━━ MATERIAL PROVIDED ━━

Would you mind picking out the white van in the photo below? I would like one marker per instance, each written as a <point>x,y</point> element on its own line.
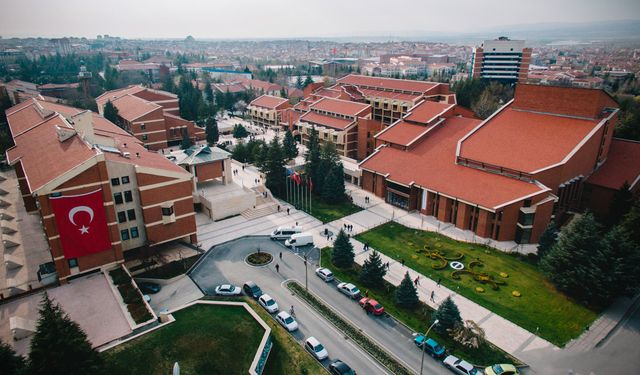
<point>284,233</point>
<point>299,239</point>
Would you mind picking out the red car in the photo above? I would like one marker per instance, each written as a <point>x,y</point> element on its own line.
<point>372,306</point>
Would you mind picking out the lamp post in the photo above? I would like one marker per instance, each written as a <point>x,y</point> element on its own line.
<point>424,343</point>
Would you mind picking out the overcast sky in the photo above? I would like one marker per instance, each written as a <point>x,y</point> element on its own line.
<point>288,19</point>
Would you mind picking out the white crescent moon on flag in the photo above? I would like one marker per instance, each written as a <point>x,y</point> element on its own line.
<point>75,210</point>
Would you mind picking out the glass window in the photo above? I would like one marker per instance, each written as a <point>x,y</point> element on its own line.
<point>117,197</point>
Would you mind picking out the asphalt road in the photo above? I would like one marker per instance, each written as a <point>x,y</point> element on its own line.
<point>225,263</point>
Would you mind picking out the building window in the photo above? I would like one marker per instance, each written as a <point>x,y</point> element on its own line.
<point>117,197</point>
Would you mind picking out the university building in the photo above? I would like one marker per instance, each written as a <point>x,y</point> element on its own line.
<point>505,177</point>
<point>152,116</point>
<point>98,190</point>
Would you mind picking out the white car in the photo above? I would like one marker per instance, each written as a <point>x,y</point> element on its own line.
<point>268,303</point>
<point>228,290</point>
<point>314,347</point>
<point>325,274</point>
<point>460,366</point>
<point>349,289</point>
<point>287,321</point>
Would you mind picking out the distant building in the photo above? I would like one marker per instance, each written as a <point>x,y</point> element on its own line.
<point>501,59</point>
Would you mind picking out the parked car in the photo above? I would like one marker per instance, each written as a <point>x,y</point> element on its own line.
<point>460,366</point>
<point>268,303</point>
<point>431,347</point>
<point>285,233</point>
<point>501,369</point>
<point>325,274</point>
<point>338,367</point>
<point>372,306</point>
<point>299,239</point>
<point>148,287</point>
<point>228,290</point>
<point>252,289</point>
<point>287,321</point>
<point>314,347</point>
<point>349,289</point>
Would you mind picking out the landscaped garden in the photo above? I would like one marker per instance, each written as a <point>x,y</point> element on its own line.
<point>503,283</point>
<point>417,318</point>
<point>204,339</point>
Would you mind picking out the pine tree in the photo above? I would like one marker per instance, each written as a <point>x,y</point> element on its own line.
<point>213,135</point>
<point>342,254</point>
<point>373,271</point>
<point>547,239</point>
<point>110,112</point>
<point>289,145</point>
<point>406,293</point>
<point>59,346</point>
<point>448,316</point>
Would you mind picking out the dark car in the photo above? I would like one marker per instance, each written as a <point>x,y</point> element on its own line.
<point>338,367</point>
<point>252,289</point>
<point>149,288</point>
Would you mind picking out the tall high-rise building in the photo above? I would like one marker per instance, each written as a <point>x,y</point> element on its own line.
<point>502,59</point>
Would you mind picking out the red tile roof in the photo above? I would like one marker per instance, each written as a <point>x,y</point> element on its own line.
<point>431,164</point>
<point>268,101</point>
<point>525,141</point>
<point>327,121</point>
<point>388,83</point>
<point>623,164</point>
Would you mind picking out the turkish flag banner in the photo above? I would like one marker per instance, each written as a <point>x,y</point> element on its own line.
<point>82,224</point>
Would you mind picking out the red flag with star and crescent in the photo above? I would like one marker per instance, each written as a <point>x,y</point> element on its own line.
<point>82,224</point>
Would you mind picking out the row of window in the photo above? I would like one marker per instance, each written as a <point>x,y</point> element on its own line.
<point>131,233</point>
<point>116,181</point>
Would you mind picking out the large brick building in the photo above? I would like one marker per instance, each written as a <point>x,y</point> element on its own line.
<point>504,177</point>
<point>65,152</point>
<point>152,116</point>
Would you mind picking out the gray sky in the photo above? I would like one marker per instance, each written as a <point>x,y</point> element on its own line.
<point>288,18</point>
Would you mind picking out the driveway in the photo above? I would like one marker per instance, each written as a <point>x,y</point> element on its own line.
<point>225,263</point>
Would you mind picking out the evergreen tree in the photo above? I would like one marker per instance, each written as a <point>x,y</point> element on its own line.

━━━

▶ **WHAT THE TASK ASKS**:
Return every record exactly, minus the pictures.

▶ **EXERCISE RESULT**:
Would you mind picking out the white van in the photo below? I would like one marker per instance, each written as a <point>x,y</point> element on its own line.
<point>284,233</point>
<point>299,239</point>
Would you mind picking out the red car in the photo above? I would like one marker per instance, each written as a <point>x,y</point> element on its own line.
<point>372,306</point>
Would you mind picking out the lamp post in the photo above? I would like one marker per instance, each written as a <point>x,y</point> element on its own line.
<point>424,343</point>
Would you mind picking out the overcast sky in the photo above? I would like one marker per instance, each written as a <point>x,y</point> element on its own line.
<point>288,19</point>
Would you mind picking out the white crescent moon on flag in the photo above? I would like one marker per instance, each written as a <point>x,y</point> element on its own line.
<point>75,210</point>
Would you mind picking out the glass window in the photo above? I would like one marker per instance, each written as a <point>x,y</point> element on its own line.
<point>117,197</point>
Would you mind picking out the asphalt road in the photo above? I would like one marker per instance, each written as a <point>x,y</point> element on its own line.
<point>225,263</point>
Would you mind picking out the building window in the photo above? I would like one marker per instance, each written as a <point>x,y</point> element on its own line.
<point>117,197</point>
Would you mind picking out the university building in the photo above? I would like one marker per instance, each written as a <point>x,y</point> element on its own line.
<point>505,177</point>
<point>152,116</point>
<point>98,190</point>
Would you mind picking out the white car in the photo above? I would like one marker per instance, each written as a <point>x,y</point> element on its own line.
<point>268,303</point>
<point>228,290</point>
<point>314,347</point>
<point>325,274</point>
<point>460,366</point>
<point>349,289</point>
<point>287,321</point>
Would you mind picking out the distant building in the photo above? I would like one marker per instance, each written as a <point>x,y</point> element on its own line.
<point>501,59</point>
Would you mind picking out the parked car in the photo above? I would like one marker per instance, each written as a <point>x,y</point> element on its own line.
<point>460,366</point>
<point>268,303</point>
<point>431,347</point>
<point>285,233</point>
<point>501,369</point>
<point>325,274</point>
<point>338,367</point>
<point>372,306</point>
<point>299,239</point>
<point>148,287</point>
<point>228,290</point>
<point>252,289</point>
<point>287,321</point>
<point>314,347</point>
<point>349,289</point>
Would you mind picking out the landscaped garden in the photo above? I would like one marker per instance, each written as a <point>x,y</point> element on its own line.
<point>503,283</point>
<point>417,318</point>
<point>204,339</point>
Would you mind picking out the pine tree in the photo above? I would like one marker per instance, each written as a <point>x,y</point> element on its own line.
<point>213,135</point>
<point>342,254</point>
<point>373,271</point>
<point>547,239</point>
<point>110,112</point>
<point>289,145</point>
<point>406,293</point>
<point>59,346</point>
<point>448,316</point>
Would you mind picking out the dark car in the photo above? I would like one marker per instance, each written as a <point>x,y</point> element on its own line.
<point>338,367</point>
<point>252,289</point>
<point>149,288</point>
Would you mind picking out the tall high-rise building in the photo above? I would like one marker per instance, each written as a <point>x,y</point> element on its own line.
<point>502,59</point>
Would you mind picking out the red tile roof in the photo above? I would like one marker per instance, each written as a <point>x,y</point> element on its own line.
<point>431,164</point>
<point>268,101</point>
<point>525,141</point>
<point>327,121</point>
<point>388,83</point>
<point>623,164</point>
Would you mind picking out the turkish flag banner in the photo above? I would like one marker per instance, each written as a <point>x,y</point> element on its own line.
<point>82,224</point>
Would you mind picking out the red flag with star and crescent in the photo above? I would like one marker per instance, each written as a <point>x,y</point> element on its own line.
<point>82,224</point>
Would you mind picking out the row of window in the photo above? I would like one marker per instance, each written as a <point>x,y</point> element on its own line.
<point>131,233</point>
<point>116,181</point>
Would you mind picking out the large brick building in the photo above? I would like one marker per instance, each written as a <point>x,y</point> element on its own line.
<point>504,177</point>
<point>65,152</point>
<point>152,116</point>
Would you mind picking out the gray sky in the photo above? I would like one marker per instance, each written as a <point>x,y</point> element on its own line.
<point>288,18</point>
Would you mind picking out the driveway in the photo above? I would like one marker per instance, each written as a <point>x,y</point> element on its own line.
<point>225,263</point>
Would you mind picking out the evergreen tree in the photo above? I would like one marker per instance, each written as a <point>x,y</point> element on its own line.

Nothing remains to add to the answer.